• _TO BE DONE_
List every line in the records below that contains the string "stone", matching its case exactly.

• _EXERCISE DATA_

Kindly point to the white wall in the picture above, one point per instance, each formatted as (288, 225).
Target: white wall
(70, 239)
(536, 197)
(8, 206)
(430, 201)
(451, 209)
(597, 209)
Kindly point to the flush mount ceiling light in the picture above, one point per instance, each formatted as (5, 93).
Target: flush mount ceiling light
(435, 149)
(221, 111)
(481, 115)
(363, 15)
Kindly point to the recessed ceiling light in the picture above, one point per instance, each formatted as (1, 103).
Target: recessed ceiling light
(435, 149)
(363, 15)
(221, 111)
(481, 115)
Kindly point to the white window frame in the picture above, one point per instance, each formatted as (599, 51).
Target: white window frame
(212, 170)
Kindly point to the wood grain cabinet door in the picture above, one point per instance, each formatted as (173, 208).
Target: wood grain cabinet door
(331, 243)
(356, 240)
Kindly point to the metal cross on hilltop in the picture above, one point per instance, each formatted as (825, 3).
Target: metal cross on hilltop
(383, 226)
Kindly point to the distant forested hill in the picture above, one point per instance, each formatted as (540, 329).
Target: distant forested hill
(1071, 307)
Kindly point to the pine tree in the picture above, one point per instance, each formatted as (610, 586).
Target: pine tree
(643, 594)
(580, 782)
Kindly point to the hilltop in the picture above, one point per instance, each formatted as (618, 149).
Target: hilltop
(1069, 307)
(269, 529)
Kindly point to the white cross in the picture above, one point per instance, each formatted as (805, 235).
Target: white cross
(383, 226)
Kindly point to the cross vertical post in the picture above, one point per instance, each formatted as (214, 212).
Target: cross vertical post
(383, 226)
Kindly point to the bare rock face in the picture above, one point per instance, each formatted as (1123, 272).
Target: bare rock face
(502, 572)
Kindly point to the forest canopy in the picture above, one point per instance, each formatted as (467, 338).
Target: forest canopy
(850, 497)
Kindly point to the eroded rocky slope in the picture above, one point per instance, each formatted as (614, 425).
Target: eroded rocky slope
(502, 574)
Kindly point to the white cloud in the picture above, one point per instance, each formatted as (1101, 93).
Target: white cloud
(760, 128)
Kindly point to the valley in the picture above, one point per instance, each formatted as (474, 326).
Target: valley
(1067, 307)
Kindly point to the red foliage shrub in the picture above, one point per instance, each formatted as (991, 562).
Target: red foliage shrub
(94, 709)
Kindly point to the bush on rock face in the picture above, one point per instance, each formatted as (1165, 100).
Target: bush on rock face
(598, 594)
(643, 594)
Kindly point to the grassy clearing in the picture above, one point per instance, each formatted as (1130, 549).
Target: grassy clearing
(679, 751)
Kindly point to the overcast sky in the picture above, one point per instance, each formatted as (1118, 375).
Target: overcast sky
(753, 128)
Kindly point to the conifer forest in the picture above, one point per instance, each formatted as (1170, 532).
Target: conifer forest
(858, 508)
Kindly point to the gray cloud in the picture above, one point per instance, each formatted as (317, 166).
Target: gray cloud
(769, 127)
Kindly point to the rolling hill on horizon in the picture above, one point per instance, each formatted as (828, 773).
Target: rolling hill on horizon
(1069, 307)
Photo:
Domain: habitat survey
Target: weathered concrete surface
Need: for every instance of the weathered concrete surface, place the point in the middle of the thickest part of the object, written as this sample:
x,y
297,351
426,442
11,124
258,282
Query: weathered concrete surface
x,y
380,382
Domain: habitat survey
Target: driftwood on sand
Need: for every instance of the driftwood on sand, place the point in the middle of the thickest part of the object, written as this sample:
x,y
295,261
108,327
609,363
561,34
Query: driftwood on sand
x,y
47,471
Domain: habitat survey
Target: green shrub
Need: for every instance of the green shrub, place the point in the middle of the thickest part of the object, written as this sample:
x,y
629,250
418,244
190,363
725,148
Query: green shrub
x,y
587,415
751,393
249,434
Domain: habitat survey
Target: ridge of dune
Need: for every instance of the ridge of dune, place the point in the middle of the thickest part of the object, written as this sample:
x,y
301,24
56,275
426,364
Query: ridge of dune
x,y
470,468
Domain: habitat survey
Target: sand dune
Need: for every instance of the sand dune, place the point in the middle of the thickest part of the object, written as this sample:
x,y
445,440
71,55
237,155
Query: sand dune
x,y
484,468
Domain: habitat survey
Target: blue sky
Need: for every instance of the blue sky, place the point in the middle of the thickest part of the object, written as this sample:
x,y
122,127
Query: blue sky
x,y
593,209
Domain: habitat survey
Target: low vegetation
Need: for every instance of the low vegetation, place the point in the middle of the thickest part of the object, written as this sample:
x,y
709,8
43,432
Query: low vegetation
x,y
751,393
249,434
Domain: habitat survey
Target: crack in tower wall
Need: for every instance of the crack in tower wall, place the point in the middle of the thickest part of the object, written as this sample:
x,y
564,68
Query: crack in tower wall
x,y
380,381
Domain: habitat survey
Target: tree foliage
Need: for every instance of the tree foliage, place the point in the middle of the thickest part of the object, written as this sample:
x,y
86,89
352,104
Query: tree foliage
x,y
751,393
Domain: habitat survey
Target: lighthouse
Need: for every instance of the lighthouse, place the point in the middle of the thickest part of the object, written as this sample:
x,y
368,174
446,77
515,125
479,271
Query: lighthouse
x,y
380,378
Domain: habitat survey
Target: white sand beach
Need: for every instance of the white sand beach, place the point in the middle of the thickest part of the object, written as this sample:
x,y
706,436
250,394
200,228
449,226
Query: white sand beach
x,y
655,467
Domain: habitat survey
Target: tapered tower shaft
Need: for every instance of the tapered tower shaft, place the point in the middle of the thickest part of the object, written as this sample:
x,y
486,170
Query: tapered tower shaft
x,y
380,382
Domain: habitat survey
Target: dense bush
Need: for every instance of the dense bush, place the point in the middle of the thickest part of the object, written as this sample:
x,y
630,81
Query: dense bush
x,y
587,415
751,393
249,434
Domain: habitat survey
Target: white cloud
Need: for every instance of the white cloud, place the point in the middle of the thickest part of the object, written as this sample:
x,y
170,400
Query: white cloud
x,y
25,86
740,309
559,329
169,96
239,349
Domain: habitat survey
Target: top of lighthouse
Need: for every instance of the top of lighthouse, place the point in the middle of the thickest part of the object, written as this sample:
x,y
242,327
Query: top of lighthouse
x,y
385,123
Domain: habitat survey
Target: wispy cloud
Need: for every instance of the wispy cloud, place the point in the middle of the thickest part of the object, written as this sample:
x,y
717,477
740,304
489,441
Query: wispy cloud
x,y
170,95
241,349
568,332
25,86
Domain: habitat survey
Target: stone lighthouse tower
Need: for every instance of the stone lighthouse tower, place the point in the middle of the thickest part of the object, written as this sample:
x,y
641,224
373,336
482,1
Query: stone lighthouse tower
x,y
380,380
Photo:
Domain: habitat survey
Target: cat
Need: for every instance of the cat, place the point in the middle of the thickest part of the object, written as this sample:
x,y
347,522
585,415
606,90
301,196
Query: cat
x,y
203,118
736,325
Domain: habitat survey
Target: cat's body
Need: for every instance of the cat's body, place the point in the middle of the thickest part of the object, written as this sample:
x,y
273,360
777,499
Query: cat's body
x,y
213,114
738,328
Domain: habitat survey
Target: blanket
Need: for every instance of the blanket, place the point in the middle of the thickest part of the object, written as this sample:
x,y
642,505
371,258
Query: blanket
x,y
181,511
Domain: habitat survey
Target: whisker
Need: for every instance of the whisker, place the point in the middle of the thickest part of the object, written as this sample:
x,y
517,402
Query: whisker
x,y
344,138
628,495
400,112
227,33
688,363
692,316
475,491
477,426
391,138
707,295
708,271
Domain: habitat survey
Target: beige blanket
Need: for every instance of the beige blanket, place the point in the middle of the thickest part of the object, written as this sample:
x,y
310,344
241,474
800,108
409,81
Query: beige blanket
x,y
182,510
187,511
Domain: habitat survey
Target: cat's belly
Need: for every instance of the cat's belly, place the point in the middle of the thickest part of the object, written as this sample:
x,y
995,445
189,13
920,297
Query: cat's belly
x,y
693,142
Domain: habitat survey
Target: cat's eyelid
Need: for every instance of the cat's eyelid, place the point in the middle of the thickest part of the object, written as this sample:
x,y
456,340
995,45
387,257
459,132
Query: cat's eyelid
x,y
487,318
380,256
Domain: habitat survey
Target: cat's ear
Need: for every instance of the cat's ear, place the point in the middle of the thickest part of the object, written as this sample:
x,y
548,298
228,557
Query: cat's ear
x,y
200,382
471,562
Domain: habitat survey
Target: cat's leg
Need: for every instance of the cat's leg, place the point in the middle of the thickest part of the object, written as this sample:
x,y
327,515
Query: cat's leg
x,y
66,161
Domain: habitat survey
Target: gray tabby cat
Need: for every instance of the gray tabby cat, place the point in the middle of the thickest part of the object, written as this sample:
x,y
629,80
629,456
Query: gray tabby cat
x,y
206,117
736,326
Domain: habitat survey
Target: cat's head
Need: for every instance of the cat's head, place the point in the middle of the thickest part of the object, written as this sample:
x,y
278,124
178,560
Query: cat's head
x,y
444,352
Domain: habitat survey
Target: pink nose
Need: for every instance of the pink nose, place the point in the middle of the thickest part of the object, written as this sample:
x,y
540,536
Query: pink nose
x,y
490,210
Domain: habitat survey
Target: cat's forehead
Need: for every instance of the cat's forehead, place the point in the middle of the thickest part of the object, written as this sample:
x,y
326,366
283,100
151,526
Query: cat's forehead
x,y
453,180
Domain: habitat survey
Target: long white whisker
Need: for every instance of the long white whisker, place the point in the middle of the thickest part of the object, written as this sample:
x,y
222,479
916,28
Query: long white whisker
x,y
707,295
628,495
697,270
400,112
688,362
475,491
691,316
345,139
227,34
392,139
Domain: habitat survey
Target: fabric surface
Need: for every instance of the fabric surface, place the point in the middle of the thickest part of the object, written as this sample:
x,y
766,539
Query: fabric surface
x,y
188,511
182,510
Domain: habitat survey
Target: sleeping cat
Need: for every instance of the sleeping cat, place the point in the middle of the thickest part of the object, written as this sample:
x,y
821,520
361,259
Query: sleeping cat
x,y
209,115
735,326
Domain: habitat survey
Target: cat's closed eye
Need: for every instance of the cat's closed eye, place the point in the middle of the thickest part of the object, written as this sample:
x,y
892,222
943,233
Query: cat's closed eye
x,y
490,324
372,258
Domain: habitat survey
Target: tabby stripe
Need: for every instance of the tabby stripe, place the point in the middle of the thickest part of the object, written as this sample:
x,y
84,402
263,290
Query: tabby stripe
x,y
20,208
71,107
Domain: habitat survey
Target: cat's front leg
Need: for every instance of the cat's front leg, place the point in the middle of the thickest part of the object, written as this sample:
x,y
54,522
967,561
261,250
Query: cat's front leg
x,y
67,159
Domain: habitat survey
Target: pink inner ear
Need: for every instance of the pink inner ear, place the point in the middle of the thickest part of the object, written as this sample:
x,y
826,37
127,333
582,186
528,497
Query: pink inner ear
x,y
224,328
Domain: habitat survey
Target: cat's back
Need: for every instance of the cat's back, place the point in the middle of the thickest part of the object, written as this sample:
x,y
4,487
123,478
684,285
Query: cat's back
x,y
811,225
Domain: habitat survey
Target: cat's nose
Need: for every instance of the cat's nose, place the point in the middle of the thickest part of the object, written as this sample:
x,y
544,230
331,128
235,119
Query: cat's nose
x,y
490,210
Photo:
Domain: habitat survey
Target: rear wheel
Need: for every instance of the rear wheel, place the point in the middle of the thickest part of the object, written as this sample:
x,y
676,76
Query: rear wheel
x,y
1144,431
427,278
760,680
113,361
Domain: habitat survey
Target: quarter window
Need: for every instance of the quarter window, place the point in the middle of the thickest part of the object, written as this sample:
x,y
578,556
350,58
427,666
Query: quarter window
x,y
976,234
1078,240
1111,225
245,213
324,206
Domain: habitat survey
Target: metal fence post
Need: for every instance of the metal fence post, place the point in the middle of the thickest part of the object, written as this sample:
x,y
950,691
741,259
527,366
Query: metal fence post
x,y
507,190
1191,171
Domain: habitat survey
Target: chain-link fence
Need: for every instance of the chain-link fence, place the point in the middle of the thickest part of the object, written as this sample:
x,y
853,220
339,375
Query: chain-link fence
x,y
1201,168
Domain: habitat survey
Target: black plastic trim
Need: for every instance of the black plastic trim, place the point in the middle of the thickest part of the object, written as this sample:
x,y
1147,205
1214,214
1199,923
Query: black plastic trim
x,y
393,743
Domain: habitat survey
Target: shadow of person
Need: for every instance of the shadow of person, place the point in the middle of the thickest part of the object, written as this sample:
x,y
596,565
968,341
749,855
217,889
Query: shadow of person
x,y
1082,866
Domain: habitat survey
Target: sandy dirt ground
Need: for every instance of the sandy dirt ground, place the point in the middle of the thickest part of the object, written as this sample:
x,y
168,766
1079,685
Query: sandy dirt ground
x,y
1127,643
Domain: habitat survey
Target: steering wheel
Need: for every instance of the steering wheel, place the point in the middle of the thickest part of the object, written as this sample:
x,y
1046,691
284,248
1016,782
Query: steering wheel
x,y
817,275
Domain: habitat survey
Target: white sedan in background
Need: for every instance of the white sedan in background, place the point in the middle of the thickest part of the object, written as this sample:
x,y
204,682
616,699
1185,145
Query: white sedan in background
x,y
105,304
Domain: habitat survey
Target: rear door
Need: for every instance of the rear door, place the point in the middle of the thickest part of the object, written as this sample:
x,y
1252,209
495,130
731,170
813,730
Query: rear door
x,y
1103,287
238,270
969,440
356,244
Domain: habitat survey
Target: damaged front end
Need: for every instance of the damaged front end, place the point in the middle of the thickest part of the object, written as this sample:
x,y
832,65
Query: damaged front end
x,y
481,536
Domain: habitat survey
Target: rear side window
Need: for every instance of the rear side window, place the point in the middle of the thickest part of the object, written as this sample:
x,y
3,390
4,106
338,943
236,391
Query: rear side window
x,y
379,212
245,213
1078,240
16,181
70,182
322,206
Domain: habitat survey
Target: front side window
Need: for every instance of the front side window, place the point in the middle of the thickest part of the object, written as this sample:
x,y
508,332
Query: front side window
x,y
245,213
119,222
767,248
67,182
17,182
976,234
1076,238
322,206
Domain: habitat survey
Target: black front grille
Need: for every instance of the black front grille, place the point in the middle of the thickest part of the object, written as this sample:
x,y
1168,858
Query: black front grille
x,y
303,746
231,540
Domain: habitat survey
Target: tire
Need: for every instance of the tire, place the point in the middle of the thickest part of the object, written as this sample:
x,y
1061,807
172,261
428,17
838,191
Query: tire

• _TASK RESULT_
Target: stone lighthouse tower
Need: for every instance of the stone lighthouse tower, place the point in the middle of the thickest part of the object, written as this sample:
Query: stone lighthouse tower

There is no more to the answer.